# [Document]

····················

Court of Appeals of Ohio, Fourth District, Hocking County
Apr 22, 2002
Case No. 01CA18 (Ohio Ct. App. Apr. 22, 2002)

Opinion

Case No. 01CA18.

Released April 22, 2002.

James M. Linehan, Linehan Assoc., Lancaster, Ohio, for appellant.

Larry Beal, Prosecuting Attorney, David A. Sams, Assistant Prosecuting Attorney, Logan, Ohio, for appellee.


DECISION AND JUDGMENT ENTRY


Harmon C. Huntley appeals the judgment of the Hocking County Court of Common Pleas sentencing him to three consecutive four-year terms of imprisonment for gross sexual imposition. He raises the following assignments of error:

FIRST ASSIGNMENT OF ERROR THE TRIAL COURT FAILED TO FOLLOW THE STATUTORY PROVISIONS OF OHIO REVISED CODE § 2929.14(E)(4) IN SENTENCING THE DEFENDANT TO CONSECUTIVE SENTENCES.

SECOND ASSIGNMENT OF ERROR

THE TRIAL COURT VIOLATED THE RIGHTS OF THE DEFENDANT AGAINST CRUEL AND UNUSUAL PUNISHMENT GUARANTEED UNDER THE EIGHTH AMENDMENT TO THE UNITED STATES CONSTITUTION AND ARTICLE 1 SECTION IX OF THE OHIO CONSTITUTION.

Finding merit in appellant's first assignment of error, we reluctantly reverse and remand the case for re-sentencing. We overrule appellant's second assignment of error and affirm the trial court's judgment in that regard.

The grand jury indicted appellant on three counts of rape, two counts of gross sexual imposition, and one count of disseminating matter harmful to juveniles. After plea negotiations, Huntley pled no contest to three counts of gross sexual imposition. The trial court found appellant guilty on all three counts and held a combined sentencing and sexual predator hearing. The court sentenced appellant to three consecutive four-year sentences and found appellant to be a sexually oriented offender. Appellant failed to file a timely notice of appeal. However, in the interests of justice, we granted appellant's motion for delayed appeal.

····················

# [Data extract]

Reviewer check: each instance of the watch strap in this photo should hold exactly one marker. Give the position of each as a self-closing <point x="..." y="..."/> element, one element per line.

····················

# [Problem requirements]
Return, word for word, the part of the opinion that opens with the words containing "The grand jury" and closes with "for delayed appeal.". Rely only on the opinion, not on the listing.

# [Output of the task]
The grand jury indicted appellant on three counts of rape, two counts of gross sexual imposition, and one count of disseminating matter harmful to juveniles. After plea negotiations, Huntley pled no contest to three counts of gross sexual imposition. The trial court found appellant guilty on all three counts and held a combined sentencing and sexual predator hearing. The court sentenced appellant to three consecutive four-year sentences and found appellant to be a sexually oriented offender. Appellant failed to file a timely notice of appeal. However, in the interests of justice, we granted appellant's motion for delayed appeal.